How to complete this task:
Set down, exactly, every line from the top of the listing through the one holding "Kindly point to the vertical".
- - - - -
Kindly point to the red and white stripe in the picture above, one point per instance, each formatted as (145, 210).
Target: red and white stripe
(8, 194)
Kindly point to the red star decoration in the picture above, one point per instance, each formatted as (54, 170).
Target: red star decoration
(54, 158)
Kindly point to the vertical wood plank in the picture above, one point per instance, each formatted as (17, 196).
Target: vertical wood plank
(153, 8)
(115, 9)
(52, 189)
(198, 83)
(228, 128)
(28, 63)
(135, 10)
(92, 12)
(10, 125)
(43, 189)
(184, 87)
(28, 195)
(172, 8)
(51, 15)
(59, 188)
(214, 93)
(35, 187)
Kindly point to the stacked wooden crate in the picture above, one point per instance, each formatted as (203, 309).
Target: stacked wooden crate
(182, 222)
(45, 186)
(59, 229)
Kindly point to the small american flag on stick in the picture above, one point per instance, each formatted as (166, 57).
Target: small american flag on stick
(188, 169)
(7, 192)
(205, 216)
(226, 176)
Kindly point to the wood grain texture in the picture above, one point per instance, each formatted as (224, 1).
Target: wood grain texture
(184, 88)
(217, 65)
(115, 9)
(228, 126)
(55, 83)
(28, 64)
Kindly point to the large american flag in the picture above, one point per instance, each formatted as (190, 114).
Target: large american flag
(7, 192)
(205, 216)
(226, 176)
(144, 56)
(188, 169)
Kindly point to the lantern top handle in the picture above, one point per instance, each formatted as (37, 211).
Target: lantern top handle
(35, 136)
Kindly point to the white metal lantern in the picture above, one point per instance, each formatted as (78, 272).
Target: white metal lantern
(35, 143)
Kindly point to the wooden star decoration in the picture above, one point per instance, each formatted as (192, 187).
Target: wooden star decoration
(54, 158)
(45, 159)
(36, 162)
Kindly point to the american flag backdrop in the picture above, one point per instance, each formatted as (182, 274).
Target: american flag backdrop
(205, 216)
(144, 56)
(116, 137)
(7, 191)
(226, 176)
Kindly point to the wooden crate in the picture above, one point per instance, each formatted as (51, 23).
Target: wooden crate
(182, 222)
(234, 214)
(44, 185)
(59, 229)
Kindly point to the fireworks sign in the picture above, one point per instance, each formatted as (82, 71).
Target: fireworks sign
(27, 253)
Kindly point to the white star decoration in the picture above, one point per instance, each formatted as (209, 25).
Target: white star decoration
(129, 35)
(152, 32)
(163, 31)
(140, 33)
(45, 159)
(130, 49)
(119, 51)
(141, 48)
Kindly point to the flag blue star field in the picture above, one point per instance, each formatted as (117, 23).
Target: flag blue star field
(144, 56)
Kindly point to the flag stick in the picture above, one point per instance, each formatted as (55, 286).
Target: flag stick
- - - - -
Exercise result:
Kindly point to the red and white stripe in the picture above, one point per instance, each formatted as (145, 210).
Target: red and white stripe
(8, 194)
Kindly point to the red star decoration in the picture above, one point per instance, each formatted as (54, 170).
Target: red star decoration
(54, 158)
Kindly point to the vertical wood plank in the picture above, one point per instance, each formatted as (17, 196).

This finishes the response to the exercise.